- [Required work]: Write what comes next in the forum thread about prehistoric life surviving into the human era, starting after the last line shown.

====== Document text

It seems the skeleton *a humerus,a scapula,some molars,and metatarsals* was found among the ribs of the _A_.specimen,get this,*holding a cellphone,a partially digested credit card,and the keys to an expensive Volvo*,*plus some partially legible divorce papers*!
K/Ar dating and palynological dating do not agree however,and there are problems with correlating the lacustrine with marine sequences.

Ben,*not* an anagram


----------



## chrispenycate (May 27, 2007)

Science fiction _can_ do it without time travel; "West of Eden", Harry Harrison, postulates an asteroid miss; and Conan Doyle's Professor Challenger (and his multiple copyists) postulating somewhere on the planet where, for some reason, an entire prehistoric ecology survived.


----------



## Rawled Demha (Jun 6, 2007)

chrispenycate said:


> Science fiction _can_ do it without time travel; "West of Eden", Harry Harrison, postulates an asteroid miss; and Conan Doyle's Professor Challenger (and his multiple copyists) postulating somewhere on the planet where, for some reason, an entire prehistoric ecology survived.

============
====== Dataset excerpts

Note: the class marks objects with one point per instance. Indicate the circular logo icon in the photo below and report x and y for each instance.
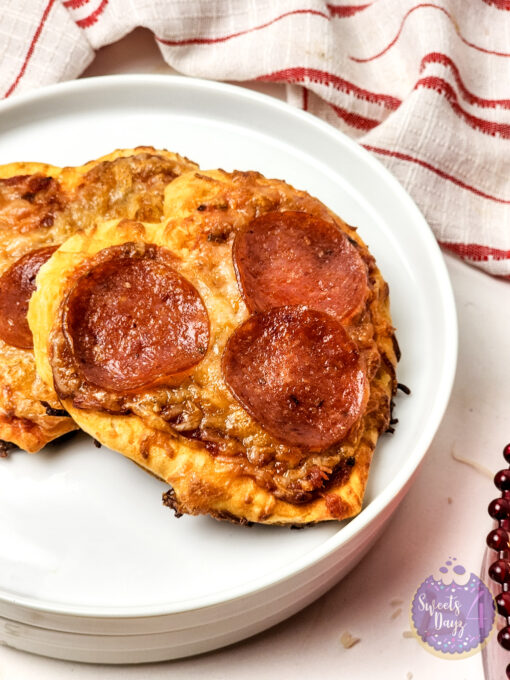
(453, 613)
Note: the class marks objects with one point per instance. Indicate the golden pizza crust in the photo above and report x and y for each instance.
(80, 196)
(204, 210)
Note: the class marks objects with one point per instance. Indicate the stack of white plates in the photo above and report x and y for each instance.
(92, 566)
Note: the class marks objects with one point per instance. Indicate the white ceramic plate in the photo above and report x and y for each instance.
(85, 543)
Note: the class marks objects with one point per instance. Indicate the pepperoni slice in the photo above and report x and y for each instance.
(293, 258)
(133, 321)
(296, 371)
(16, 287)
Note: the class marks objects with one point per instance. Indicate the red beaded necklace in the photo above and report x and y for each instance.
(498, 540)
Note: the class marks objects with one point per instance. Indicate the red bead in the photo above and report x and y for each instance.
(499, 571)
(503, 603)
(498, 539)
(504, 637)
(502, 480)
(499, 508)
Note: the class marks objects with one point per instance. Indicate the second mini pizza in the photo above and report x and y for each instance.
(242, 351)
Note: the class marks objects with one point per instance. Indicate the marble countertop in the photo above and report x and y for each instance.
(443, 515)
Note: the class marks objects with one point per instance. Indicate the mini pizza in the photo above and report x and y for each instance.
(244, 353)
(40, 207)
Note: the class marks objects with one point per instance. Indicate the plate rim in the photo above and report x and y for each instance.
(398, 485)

============
====== Dataset excerpts

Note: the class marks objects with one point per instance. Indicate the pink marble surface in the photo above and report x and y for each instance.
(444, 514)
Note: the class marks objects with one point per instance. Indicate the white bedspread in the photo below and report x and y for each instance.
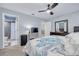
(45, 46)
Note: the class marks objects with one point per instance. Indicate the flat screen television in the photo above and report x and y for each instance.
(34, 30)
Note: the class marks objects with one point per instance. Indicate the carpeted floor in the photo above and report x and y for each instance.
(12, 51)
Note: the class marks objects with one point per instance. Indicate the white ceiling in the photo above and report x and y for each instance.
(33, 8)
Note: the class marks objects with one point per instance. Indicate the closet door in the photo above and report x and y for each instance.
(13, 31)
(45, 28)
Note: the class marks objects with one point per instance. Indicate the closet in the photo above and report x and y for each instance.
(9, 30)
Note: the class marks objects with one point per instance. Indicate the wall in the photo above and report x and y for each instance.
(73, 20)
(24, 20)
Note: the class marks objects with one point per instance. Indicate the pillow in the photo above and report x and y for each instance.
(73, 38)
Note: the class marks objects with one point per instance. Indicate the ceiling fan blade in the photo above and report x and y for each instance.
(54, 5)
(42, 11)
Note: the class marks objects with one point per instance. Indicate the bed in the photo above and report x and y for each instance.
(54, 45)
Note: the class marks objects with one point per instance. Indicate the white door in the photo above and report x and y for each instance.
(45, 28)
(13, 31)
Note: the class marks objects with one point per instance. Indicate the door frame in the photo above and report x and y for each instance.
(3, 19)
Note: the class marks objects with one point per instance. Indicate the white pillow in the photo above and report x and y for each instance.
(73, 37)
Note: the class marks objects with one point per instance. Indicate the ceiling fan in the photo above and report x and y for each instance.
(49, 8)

============
====== Dataset excerpts

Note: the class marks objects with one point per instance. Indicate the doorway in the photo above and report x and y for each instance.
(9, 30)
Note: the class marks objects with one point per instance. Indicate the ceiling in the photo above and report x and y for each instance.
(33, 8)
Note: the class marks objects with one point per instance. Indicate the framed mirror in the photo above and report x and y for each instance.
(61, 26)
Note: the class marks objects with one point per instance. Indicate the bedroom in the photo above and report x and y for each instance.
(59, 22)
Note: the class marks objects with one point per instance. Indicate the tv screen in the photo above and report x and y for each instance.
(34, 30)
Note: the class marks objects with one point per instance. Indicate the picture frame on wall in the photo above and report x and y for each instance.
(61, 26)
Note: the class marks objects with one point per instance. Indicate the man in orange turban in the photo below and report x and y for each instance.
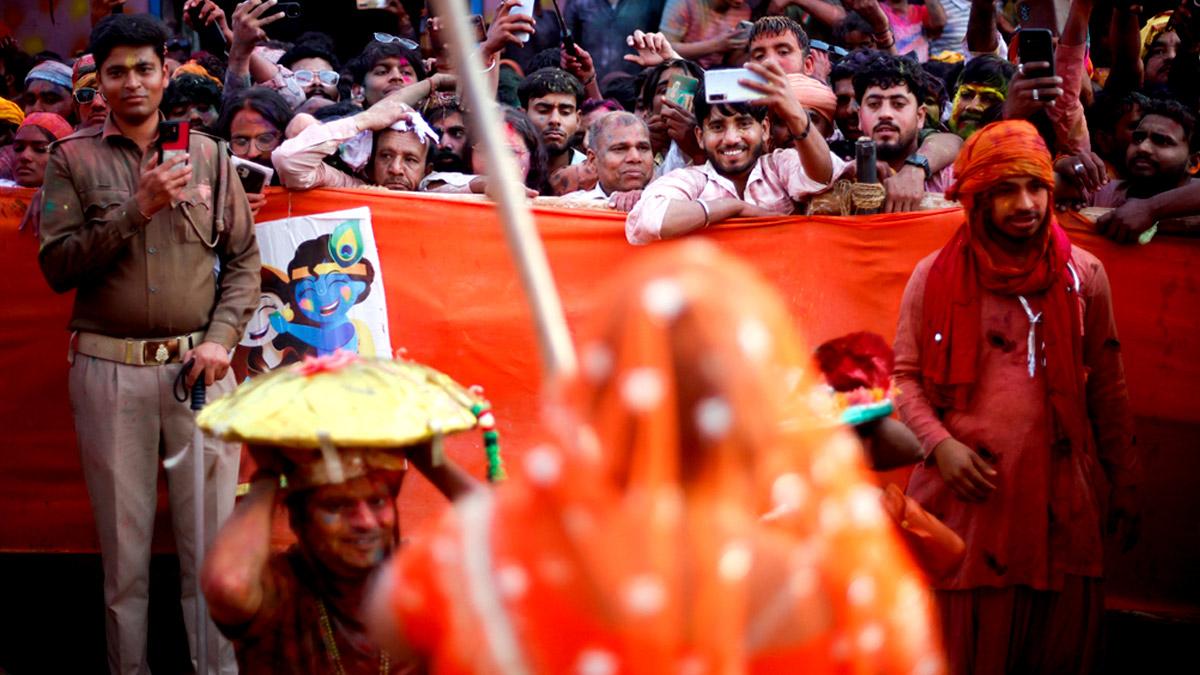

============

- [Answer for the task]:
 
where? where?! in the name of science aqnd all that is good, WHERE?>!?!?


----------



## chrispenycate (Jun 6, 2007)

According to Conan Doyle, on a volcanic plateau above the amazon basin. Or did you mean which book? It's "The lost world"


----------



## Rawled Demha (Jun 11, 2007)

thank you.

conan doyle eh?

The lost world eh?

Thank you indeed.


----------



## Snowdog (Jun 11, 2007)

So we're not putting much creedence in the hollow earth theory then? (ERB's Pellucidar)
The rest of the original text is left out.